··· Document extract ···

"Mickey's Monkey" is a 1963 song recorded by the R&B group the Miracles on Motown Records' Tamla label. It was written and produced by Motown's main songwriting team of Brian Holland, Lamont Dozier, and Eddie Holland, who later went on to write two more Miracles hit singles, the Top 40 "I Gotta Dance to Keep From Crying", and the Top 20 "(Come 'Round Here) I'm The One You Need". This was unusual, as most Miracles songs were composed by the group members themselves.

Overview
Described by Miracles lead singer Smokey Robinson as "One of our biggest records ever in life", "Mickey's Monkey" was a Billboard Top 10 Pop smash, reaching #8 on that chart, and a Top 10 R&B hit as well, reaching #3. One of the group's most powerful singles, it was also the Miracles' third million-selling record in as many years, after "Shop Around" (1961) and "You've Really Got A Hold On Me" (1962).

A comical story about "A cat named Mickey from out of town" (William "Mickey" Stevenson) who "spread his new dance all around", the song helped popularize "The Monkey" as a national dance craze in the early 1960s. In the Motown DVD release, Smokey Robinson & The Miracles: The Definitive Performances, Smokey exclaimed that this song began when he spotted Lamont Dozier playing the song's initial chords on the piano at the Motown studios one day. (It has been described by many rock historians as having a beat influenced by the music of Bo Diddley). While playing, Dozier was singing the song's famous chorus: "Lum de lum de lai-ai". Intrigued, Smokey then requested that Lamont record it for The Miracles, at the time Motown's top group, to which Lamont agreed. Recorded in the Motown studios with an intended "live party" feel, the song has Smokey start with the now-famous line: "Alright . . . Is everybody ready ?" followed by the people saying “Yeah!”. In addition to The Miracles' contribution, "Mickey's Monkey" also featured background vocals by Mary Wilson of The Supremes, famed Detroit Dee Jay "Jockey Jack" Gibson, Martha & The Vandellas, and members of The Temptations and The Marvelettes. One of the most famous of the early Motown hits, "Mickey's Monkey" was often used by The Miracles as their closing song on the legendary "Motortown Revue" touring shows in the early 1960s, where it usually "brought the house down".

The recording begins with Smokey Robinson asking: "Alright, is everybody ready?", to which the crowd, in unison, responds enthusiastically "Yes!". This is followed by Smokey saying "Alright now, here we go. A one, a two, a one, two, three, four", before the drum issue in the chorus.

Chart performance

Other versions
This song has inspired later versions by Mother's Finest, Martha & The Vandellas, The Hollies, Lou Christie, Cannibal & the Headhunters,  The Young Rascals, John Cougar Mellencamp and The Supremes.

It was also used in the soundtrack of the award-winning 1964 Ivan Dixon film Nothing But a Man, and the 1998 motion picture Simon Birch. The Miracles can be seen performing "Mickey's Monkey" on The PBS special Red, White, and Rock(on VHS & DVD), the 1985 Sony/Dave Clark Productions/ Picture Music VHS release Ready Steady Go Special Edition: The Sounds of Motown (VHS), and the 2006 Motown/Universal DVD release: Smokey Robinson & The Miracles: The Definitive Performances 1963-1987.They also performed the song before an enthusiastic live audience at the Santa Monica Civic Auditorium in 1964 on the American International Pictures release, The T.A.M.I. Show .  This song has appeared on virtually every Miracles "greatest hits" collection and anthology, except for their Greatest Hits, Vol.2 album and CD.

···

> _Requirement 1_: According to the article on "Mickey's Monkey," what position did the song reach on the Billboard Pop chart?
> _Requirement 2_: In the article on "Mickey's Monkey," reproduce the passage that begins at the words "Chart performance" and stops after "and The Supremes.", changing "later versions" to "cover versions".
> _Requirement 3_: Condense the paragraph of the "Mickey's Monkey" article that opens with "The recording begins with" into a single shorter sentence that keeps its main facts.

··· Provided data ···

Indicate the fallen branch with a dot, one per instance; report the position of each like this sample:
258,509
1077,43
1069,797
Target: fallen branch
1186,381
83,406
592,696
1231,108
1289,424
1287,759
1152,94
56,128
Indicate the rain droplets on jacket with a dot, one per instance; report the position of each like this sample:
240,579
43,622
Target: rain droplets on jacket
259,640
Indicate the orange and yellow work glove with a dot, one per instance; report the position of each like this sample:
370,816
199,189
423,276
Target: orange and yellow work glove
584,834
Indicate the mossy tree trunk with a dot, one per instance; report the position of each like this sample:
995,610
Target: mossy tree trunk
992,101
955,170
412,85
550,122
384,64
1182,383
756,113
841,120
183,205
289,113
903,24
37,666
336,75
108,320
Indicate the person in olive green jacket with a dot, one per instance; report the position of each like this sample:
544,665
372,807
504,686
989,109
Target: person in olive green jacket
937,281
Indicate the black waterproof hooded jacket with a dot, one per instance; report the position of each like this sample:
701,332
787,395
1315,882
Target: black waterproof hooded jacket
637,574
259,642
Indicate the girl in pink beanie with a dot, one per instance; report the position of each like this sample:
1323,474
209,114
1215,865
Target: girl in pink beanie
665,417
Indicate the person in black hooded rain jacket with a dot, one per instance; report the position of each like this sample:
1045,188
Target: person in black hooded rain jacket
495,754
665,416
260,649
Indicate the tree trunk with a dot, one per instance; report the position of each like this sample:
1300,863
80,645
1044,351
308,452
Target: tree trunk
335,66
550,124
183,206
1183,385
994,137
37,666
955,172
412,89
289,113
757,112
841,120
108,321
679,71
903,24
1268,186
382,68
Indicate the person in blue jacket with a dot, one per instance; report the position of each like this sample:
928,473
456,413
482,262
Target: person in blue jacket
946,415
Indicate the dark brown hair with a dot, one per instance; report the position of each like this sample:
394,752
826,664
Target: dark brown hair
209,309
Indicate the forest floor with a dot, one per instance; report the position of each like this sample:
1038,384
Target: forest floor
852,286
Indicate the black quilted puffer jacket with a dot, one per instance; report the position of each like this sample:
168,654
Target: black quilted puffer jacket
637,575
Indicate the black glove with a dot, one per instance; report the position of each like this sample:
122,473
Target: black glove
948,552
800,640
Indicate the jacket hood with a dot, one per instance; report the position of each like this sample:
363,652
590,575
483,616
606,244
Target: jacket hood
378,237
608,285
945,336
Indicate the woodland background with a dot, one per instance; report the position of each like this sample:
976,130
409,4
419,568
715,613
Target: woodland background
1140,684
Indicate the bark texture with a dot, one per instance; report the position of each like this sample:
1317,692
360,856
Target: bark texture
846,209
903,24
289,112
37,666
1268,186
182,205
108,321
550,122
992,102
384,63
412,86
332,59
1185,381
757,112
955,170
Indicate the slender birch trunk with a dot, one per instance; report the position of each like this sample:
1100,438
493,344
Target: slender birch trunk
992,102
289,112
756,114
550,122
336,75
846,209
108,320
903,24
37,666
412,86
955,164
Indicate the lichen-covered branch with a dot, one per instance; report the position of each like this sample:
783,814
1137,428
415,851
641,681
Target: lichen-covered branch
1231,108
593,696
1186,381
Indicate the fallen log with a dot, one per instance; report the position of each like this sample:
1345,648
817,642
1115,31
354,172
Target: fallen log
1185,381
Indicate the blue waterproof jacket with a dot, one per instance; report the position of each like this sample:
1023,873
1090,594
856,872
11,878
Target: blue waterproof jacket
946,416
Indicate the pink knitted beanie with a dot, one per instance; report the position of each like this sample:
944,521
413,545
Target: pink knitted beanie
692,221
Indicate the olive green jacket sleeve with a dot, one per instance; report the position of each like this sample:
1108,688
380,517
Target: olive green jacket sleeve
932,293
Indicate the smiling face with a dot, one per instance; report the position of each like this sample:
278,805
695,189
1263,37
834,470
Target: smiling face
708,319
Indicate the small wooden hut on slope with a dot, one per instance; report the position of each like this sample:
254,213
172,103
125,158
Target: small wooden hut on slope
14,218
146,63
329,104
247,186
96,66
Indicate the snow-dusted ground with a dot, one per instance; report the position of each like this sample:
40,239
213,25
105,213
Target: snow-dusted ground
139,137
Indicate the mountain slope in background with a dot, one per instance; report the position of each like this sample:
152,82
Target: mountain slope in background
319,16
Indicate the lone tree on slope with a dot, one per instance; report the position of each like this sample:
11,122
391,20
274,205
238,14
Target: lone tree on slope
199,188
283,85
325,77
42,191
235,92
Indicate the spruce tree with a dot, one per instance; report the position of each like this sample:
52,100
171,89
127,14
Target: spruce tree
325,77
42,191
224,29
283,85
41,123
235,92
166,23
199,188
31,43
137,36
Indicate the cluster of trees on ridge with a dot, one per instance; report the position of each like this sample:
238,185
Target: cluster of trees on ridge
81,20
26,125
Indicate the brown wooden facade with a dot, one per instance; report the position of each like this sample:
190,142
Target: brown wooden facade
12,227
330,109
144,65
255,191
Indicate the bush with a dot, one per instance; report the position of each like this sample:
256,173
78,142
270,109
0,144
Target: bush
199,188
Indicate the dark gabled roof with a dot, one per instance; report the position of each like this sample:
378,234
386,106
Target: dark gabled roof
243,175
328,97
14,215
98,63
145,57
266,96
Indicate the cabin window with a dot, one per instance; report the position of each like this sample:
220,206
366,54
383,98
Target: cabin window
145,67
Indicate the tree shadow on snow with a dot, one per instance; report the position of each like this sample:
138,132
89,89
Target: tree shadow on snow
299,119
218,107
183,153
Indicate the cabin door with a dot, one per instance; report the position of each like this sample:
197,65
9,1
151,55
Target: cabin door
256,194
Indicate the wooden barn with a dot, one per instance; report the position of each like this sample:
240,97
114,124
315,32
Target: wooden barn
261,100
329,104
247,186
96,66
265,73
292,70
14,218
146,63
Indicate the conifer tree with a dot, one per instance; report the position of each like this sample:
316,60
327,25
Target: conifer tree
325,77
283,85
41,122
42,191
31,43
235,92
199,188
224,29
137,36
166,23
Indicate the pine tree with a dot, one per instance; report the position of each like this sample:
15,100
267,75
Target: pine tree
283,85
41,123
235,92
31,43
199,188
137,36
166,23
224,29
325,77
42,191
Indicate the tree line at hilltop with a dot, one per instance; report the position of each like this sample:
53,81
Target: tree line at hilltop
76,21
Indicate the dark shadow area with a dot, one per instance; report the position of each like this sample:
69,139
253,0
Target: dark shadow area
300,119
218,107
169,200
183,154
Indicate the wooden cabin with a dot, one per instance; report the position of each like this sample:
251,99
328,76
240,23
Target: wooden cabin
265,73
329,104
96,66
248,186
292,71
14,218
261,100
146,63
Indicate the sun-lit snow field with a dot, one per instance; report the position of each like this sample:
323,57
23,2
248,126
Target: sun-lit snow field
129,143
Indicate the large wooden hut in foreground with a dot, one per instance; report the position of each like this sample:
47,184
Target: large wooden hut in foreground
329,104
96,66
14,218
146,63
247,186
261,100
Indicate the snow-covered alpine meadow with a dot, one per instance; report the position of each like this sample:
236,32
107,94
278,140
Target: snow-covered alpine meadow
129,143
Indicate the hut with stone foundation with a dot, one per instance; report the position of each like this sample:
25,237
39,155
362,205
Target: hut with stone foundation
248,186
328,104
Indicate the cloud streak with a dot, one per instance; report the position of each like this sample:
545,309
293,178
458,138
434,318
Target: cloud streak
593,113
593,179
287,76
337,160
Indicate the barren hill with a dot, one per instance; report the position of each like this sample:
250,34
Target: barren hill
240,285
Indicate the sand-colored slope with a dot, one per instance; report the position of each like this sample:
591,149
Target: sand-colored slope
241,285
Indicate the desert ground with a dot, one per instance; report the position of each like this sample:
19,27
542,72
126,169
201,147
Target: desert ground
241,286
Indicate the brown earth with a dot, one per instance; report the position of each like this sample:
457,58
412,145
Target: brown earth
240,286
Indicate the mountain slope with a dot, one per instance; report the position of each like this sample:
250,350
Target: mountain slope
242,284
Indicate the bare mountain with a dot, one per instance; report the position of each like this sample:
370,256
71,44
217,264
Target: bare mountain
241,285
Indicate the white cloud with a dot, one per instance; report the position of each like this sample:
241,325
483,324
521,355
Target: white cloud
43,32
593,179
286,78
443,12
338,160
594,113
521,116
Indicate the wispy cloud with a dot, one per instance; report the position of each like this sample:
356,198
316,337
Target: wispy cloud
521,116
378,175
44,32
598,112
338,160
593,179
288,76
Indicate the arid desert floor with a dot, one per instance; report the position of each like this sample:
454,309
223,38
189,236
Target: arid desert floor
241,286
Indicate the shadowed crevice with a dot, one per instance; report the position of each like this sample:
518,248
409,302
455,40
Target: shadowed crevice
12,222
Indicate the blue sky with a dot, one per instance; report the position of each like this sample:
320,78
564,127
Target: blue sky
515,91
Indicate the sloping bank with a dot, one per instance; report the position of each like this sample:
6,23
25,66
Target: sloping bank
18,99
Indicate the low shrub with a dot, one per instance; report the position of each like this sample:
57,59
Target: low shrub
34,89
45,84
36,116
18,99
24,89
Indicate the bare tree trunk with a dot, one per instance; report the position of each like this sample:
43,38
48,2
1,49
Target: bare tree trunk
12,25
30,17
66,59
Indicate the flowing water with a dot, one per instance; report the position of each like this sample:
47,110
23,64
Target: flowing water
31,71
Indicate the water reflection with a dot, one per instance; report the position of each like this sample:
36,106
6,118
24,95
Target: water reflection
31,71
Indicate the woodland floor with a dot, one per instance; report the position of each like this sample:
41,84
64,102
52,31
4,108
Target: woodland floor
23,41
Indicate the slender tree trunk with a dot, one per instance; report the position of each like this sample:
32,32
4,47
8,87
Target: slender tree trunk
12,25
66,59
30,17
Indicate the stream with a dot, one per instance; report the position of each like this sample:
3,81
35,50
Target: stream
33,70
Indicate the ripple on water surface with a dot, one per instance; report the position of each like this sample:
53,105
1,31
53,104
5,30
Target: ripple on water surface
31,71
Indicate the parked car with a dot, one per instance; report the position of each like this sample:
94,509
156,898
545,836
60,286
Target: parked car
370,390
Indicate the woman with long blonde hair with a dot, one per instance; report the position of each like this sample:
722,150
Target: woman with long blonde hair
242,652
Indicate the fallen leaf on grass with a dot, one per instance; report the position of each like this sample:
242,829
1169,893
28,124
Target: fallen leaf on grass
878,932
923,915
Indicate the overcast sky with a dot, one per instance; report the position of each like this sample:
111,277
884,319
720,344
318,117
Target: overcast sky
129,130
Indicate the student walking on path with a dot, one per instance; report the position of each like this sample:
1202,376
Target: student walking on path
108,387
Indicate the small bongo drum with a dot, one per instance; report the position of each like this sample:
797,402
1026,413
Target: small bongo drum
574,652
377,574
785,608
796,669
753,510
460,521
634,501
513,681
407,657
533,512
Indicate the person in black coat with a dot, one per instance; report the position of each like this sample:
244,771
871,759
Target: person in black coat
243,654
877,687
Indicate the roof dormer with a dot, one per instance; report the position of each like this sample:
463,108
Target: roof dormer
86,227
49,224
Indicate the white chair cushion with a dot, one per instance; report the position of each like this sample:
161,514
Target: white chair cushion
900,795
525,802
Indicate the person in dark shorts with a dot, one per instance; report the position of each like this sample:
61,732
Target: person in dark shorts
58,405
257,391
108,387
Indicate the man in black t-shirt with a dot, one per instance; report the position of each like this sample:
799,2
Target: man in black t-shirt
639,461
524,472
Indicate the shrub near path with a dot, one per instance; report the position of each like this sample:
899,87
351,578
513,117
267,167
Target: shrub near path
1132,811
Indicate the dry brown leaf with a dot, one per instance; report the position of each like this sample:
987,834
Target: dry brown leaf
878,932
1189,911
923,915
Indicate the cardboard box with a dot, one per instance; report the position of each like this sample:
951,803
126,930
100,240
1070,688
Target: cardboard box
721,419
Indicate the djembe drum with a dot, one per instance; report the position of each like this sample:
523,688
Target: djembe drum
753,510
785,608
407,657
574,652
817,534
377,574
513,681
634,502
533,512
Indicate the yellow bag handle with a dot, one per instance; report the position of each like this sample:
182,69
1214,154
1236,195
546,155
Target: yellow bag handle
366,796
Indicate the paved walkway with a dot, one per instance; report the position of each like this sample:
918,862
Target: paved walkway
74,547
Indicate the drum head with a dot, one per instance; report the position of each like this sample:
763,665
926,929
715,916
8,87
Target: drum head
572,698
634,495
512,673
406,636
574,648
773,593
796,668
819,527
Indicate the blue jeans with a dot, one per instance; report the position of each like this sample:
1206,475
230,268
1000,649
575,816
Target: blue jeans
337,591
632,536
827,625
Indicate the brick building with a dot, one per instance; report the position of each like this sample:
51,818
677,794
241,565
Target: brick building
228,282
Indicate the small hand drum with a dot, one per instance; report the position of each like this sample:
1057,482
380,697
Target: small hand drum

···

> _Written response 1_: It reached #8.

> _Written response 2_:
Chart performance

Other versions
This song has inspired cover versions by Mother's Finest, Martha & The Vandellas, The Hollies, Lou Christie, Cannibal & the Headhunters,  The Young Rascals, John Cougar Mellencamp and The Supremes.

> _Written response 3_: The recording opens with Smokey Robinson asking "Alright, is everybody ready?" and the crowd answering "Yes!", after which he counts in with "A one, a two, a one, two, three, four" ahead of the chorus.